| EXTRAIT DU TEXTE |

La même année, une autre association voit le jour : Afrogameuses. « Constatant l’invisibilité des femmes noires dans les jeux vidéo, leur absence sur la scène e-sportive et en streaming », l’association réalise plusieurs actions pour sensibiliser, accompagner et faire évoluer les choses. En plus d’organiser des événements sur Twitch, mais aussi en entreprise, l’association aide les femmes et les personnes non binaires afrodescendantes à se faire une place professionnelle dans ce milieu. Mamapaprika, streameuse, est l’ambassadrice d’Afrogameuses. « Nous sommes plus de 600 membres aujourd’hui, ça a quasiment doublé cette année », relève-t-elle.

Un mec est venu sur mon live pour juste me dire ‘wesh négresse’.

Mamapaprika

Pour en arriver là, la route n’a pas été simple. «En plus des insultes comme “retourne à la cuisine”, j’avais droit à “retourne en Afrique” », raconte Mamapaprika. Fin 2022, dans une campagne de harcèlement sexiste, la streameuse est également victime de racisme. « Un mec est venu sur mon live pour juste me dire “wesh négresse”. » À force, avec l’aide des modérateurs, elle a banni plus de mille ­personnes, répertoriées dans une liste qu’elle partage avec d’autres.

| CONSIGNES DE TRAVAIL |
1. Dans l'extrait sur l'association Afrogameuses, substituez « modératrices » à « modérateurs » et recopiez le passage qui s'ouvre sur les mots « Pour en arriver » et se ferme sur « partage avec d’autres. ».
2. Rédigez la suite de l'extrait sur l'association Afrogameuses, à partir de sa dernière phrase.

| DONNÉES EXTRAITES |
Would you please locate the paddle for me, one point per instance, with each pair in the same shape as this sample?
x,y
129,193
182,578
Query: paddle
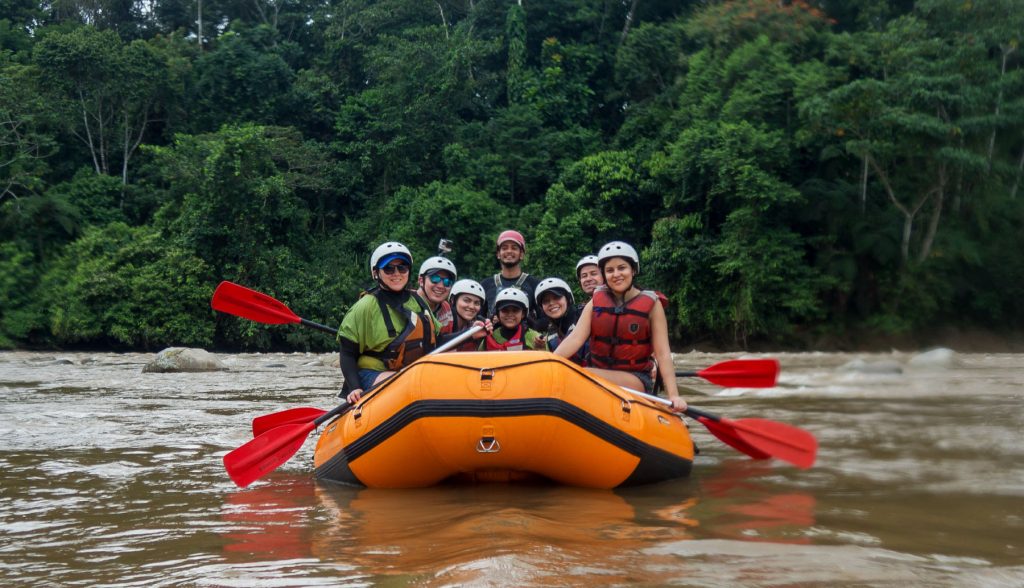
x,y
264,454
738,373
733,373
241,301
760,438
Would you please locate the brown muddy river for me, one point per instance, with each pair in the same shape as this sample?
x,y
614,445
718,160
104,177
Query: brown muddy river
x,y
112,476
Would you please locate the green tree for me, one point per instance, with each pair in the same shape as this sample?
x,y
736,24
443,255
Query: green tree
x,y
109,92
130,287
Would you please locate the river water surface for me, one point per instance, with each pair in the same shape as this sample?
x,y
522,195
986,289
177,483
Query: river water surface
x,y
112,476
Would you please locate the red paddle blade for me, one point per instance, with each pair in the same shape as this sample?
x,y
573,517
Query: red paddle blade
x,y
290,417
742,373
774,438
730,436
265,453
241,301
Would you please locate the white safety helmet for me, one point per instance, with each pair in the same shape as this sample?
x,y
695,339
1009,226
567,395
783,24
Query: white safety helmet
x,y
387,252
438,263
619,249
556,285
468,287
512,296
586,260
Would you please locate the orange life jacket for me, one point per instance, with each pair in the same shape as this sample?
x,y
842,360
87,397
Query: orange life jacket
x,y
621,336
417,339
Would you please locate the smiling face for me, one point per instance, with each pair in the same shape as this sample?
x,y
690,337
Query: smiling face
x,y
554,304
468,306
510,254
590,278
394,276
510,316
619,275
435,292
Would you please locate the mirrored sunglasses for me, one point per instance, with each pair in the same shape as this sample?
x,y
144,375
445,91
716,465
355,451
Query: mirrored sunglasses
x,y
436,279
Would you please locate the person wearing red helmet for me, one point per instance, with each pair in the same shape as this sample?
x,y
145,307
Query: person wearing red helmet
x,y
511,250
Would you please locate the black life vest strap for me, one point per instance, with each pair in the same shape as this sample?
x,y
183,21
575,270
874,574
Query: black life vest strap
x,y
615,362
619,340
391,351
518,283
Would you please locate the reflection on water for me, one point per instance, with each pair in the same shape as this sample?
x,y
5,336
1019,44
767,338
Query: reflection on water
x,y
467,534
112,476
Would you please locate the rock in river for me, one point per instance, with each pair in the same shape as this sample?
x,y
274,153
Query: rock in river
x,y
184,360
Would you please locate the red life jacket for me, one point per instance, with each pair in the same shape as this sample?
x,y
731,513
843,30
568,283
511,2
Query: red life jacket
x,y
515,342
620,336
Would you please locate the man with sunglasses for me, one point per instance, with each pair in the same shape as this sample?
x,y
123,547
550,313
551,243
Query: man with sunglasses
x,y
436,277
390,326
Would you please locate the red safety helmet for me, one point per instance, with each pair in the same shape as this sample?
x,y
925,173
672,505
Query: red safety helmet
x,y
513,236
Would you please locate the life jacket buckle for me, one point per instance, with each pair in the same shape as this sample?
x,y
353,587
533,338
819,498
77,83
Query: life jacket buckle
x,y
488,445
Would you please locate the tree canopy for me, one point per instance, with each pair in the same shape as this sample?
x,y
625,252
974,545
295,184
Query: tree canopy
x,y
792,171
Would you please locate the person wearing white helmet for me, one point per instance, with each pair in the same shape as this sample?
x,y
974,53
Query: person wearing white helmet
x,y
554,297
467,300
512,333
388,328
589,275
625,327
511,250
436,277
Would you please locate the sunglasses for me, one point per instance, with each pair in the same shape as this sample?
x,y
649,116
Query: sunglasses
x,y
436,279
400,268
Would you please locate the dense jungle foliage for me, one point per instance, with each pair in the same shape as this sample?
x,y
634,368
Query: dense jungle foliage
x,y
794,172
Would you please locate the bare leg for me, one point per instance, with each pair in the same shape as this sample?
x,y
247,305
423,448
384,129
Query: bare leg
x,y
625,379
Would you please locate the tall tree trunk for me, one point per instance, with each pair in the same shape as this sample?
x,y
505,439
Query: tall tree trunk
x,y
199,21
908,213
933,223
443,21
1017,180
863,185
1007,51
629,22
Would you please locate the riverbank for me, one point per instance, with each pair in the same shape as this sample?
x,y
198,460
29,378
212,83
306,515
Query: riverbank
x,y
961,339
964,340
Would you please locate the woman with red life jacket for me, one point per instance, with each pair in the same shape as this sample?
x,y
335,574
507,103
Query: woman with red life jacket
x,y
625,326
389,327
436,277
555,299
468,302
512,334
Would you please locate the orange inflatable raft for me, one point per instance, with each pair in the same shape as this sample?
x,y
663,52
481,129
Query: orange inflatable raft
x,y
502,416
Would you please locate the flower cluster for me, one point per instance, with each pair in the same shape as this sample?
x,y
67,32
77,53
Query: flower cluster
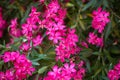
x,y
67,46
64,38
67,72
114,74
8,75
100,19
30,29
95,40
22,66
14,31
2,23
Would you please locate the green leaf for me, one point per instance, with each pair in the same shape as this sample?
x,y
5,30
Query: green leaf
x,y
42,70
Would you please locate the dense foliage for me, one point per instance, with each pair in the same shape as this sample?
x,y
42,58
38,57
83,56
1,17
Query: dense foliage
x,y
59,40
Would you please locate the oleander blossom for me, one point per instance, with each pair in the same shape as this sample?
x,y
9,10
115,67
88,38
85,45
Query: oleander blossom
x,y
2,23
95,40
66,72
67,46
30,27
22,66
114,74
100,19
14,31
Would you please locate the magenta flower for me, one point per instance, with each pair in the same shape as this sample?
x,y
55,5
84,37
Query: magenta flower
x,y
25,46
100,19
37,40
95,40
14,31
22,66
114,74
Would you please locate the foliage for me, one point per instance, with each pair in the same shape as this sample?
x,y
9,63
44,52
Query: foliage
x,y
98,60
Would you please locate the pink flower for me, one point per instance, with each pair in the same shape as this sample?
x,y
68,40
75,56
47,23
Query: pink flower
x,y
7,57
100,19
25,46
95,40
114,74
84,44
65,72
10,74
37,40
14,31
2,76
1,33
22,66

| RÉPONSES AUX CONSIGNES |
1.
Pour en arriver là, la route n’a pas été simple. «En plus des insultes comme “retourne à la cuisine”, j’avais droit à “retourne en Afrique” », raconte Mamapaprika. Fin 2022, dans une campagne de harcèlement sexiste, la streameuse est également victime de racisme. « Un mec est venu sur mon live pour juste me dire “wesh négresse”. » À force, avec l’aide des modératrices, elle a banni plus de mille ­personnes, répertoriées dans une liste qu’elle partage avec d’autres.

2.
Sexisme, homophobie, racisme : mais que fait la plateforme Twitch pour éviter ce genre de comportement ? Pour Mamapaprika, de nombreux progrès ont été réalisés ces dernières années. « Twitch est conscient qu’il y a un souci avec les personnes opprimées et ses équipes ont mis en place plusieurs outils et règles », souligne la streameuse. Sur la page d’accueil, de nombreuses femmes sont par exemple mises en avant. Mais Mamapaprika pointe du doigt les « streamers qui ont des comportements sexistes et racistes ». Ainsi, en 2021, lors du plus grand événement caritatif français sur Twitch, la streameuse Ultia dénonce en live le comportement sexiste d’un participant. Celui-ci est suivi par des millions d’abonnés, et la masse viriliste déverse alors un torrent de haine contre Ultia.

Pour éviter ce genre d’attitude, la streameuse Lixiviatio a fondé la même année un autre événement caritatif, à vocation féministe : Et Ta Cause. Pour sa troisième édition, en novembre 2023, plus de 73 000 euros ont été récoltés pour le Planning familial. « J’en avais marre de voir toujours les mêmes gros streamers mecs dans les événements, donc j’ai décidé d’en créer un. On était tout de même 49 pour le dernier !», se félicite Lixiviatio.

J’en avais marre de voir toujours les mêmes gros streamers mecs dans les événements, donc j’ai décidé d’en créer un.

Lixiviatio

Comment expliquer que cet univers reste, alors, aussi masculiniste ? Un tour dans les studios de développement donne un aperçu de la construction d’un monde fait par des hommes et pour des hommes. En 2018, une enquête est menée sur les conditions de travail chez Riot Games, éditeur de League of Legends, jeu en ligne avec 180 millions de joueurs actifs par mois en 2022. De multiples cas de harcèlement sexuel et de discriminations envers les femmes employées ou sous contrat avec l’entreprise sont révélés. En juin 2020, c’est le grand studio français Ubisoft qui se retrouve à son tour dans la tourmente après une enquête de Libération recueillant « une vingtaine de témoignages qui décrivent, au siège du numéro 3 mondial du secteur, un système toxique, dominé par des hommes intouchables ».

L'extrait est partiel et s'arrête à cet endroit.